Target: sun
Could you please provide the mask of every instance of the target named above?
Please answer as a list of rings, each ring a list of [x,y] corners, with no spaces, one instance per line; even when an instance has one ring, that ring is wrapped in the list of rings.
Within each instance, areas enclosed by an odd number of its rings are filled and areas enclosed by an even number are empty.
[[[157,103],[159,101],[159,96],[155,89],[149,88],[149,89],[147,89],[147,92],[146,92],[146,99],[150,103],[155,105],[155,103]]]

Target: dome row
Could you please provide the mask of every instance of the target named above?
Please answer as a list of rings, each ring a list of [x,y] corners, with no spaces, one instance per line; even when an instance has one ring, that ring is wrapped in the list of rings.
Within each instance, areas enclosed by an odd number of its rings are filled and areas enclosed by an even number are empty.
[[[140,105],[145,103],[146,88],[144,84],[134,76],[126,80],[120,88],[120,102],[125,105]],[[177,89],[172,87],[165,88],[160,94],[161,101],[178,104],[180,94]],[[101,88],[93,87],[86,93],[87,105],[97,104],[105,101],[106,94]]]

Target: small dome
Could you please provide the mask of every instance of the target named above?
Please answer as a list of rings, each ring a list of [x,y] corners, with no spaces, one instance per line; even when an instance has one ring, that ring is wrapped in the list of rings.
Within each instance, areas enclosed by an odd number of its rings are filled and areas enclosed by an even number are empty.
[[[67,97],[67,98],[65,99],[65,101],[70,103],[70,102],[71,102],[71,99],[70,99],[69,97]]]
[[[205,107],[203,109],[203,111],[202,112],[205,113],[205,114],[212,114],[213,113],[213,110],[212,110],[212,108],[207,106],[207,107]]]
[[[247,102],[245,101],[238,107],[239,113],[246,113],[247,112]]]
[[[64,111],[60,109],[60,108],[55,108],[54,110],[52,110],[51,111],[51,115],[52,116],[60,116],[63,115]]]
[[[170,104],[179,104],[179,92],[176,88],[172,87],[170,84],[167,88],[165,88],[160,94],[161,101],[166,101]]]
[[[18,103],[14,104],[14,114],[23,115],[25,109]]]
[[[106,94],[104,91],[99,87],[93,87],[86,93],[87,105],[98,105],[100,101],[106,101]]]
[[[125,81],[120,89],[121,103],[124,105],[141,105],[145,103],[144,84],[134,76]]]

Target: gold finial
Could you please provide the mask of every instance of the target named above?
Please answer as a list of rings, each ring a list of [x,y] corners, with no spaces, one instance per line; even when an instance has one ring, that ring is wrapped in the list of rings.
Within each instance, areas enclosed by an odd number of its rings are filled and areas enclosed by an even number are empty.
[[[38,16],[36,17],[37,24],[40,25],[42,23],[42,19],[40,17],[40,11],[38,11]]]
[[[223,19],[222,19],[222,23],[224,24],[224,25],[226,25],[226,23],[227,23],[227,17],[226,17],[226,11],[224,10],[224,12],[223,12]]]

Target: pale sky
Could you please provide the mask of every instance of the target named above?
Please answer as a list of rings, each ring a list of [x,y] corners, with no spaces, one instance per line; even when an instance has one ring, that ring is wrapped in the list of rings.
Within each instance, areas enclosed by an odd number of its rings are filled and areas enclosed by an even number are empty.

□ □ □ □ □

WRITTEN TASK → Present every line of the data above as a single numbered list, leaving out the blank lines.

EXERCISE SOLUTION →
1. Target: sun
2. Could you please provide the mask of every instance of the target named above?
3. Please answer as a list of rings, each ring a list of [x,y] corners, with no spaces, one instance per line; even when an instance has one ring, that ring is wrapped in the list of rings.
4. Within each instance, areas enclosed by an odd number of its rings are filled and areas enclosed by an even number are empty.
5. [[[157,103],[159,101],[159,96],[155,89],[149,88],[149,89],[147,89],[147,92],[146,92],[146,99],[150,103],[155,105],[155,103]]]
6. Target: dome row
7. Could you please provide the mask of every instance of the target named above?
8. Please answer as a list of rings, each ring a list of [x,y] corners, with no spaces, one instance per line; even when an instance has one ring, that ring is wrapped in the list of rings.
9. Within each instance, areas enclosed by an odd number of its rings are filled and areas enclosed by an even number are empty.
10. [[[140,105],[145,103],[146,88],[144,84],[134,76],[126,80],[120,88],[120,102],[125,105]],[[177,89],[172,87],[165,88],[160,94],[161,101],[178,104],[180,94]],[[101,88],[93,87],[86,93],[87,105],[97,104],[105,101],[106,94]]]
11. Target: small dome
12. Could you please provide the mask of every instance of the target named above?
13. Please answer as a list of rings, each ring a list of [x,y] corners, with no spaces, one instance per line; even when an instance has one ring, that ring is wrapped in the list of rings.
14. Within each instance, areas enclosed by an odd number of its rings are filled and areas enclosed by an even number are empty.
15. [[[67,97],[67,98],[65,99],[65,101],[70,103],[70,102],[71,102],[71,99],[70,99],[69,97]]]
16. [[[205,107],[203,109],[203,111],[202,112],[205,113],[205,114],[212,114],[213,113],[213,110],[212,110],[212,108],[207,106],[207,107]]]
17. [[[247,102],[245,101],[238,107],[239,113],[246,113],[247,112]]]
18. [[[64,111],[60,109],[60,108],[55,108],[54,110],[52,110],[51,111],[51,115],[52,116],[60,116],[63,115]]]
19. [[[170,104],[179,104],[179,92],[176,88],[172,87],[170,84],[167,88],[165,88],[160,94],[161,101],[166,101]]]
20. [[[18,103],[14,104],[14,114],[23,115],[25,109]]]
21. [[[106,94],[104,91],[99,87],[93,87],[86,93],[87,105],[98,105],[100,101],[106,101]]]
22. [[[125,81],[120,89],[121,103],[124,105],[141,105],[145,103],[144,84],[134,76]]]
23. Target: gold finial
24. Could you please provide the mask of every instance of the target named above?
25. Please answer as a list of rings, each ring a list of [x,y] corners, with no spaces, one instance per line; even when an instance has one ring, that ring is wrapped in the list of rings.
26. Within each instance, areas enclosed by an odd number of its rings are filled and areas enclosed by an even number are empty.
27. [[[38,16],[36,17],[37,24],[40,25],[42,23],[42,19],[40,17],[40,11],[38,11]]]
28. [[[223,19],[222,19],[222,23],[224,24],[224,25],[226,25],[226,23],[227,23],[227,17],[226,17],[226,11],[224,10],[224,12],[223,12]]]
29. Target: pale sky
30. Could you please provide the mask of every instance of the target named above?
31. Please answer as a list of rings, each ring a list of [x,y] corners, with no spaces, one instance per line; even when an instance has one ring, that ring is wrapped in the list of rings.
32. Within each instance, areas enclosed by an odd number of its rings are filled and areas enclosed by an even number are empty.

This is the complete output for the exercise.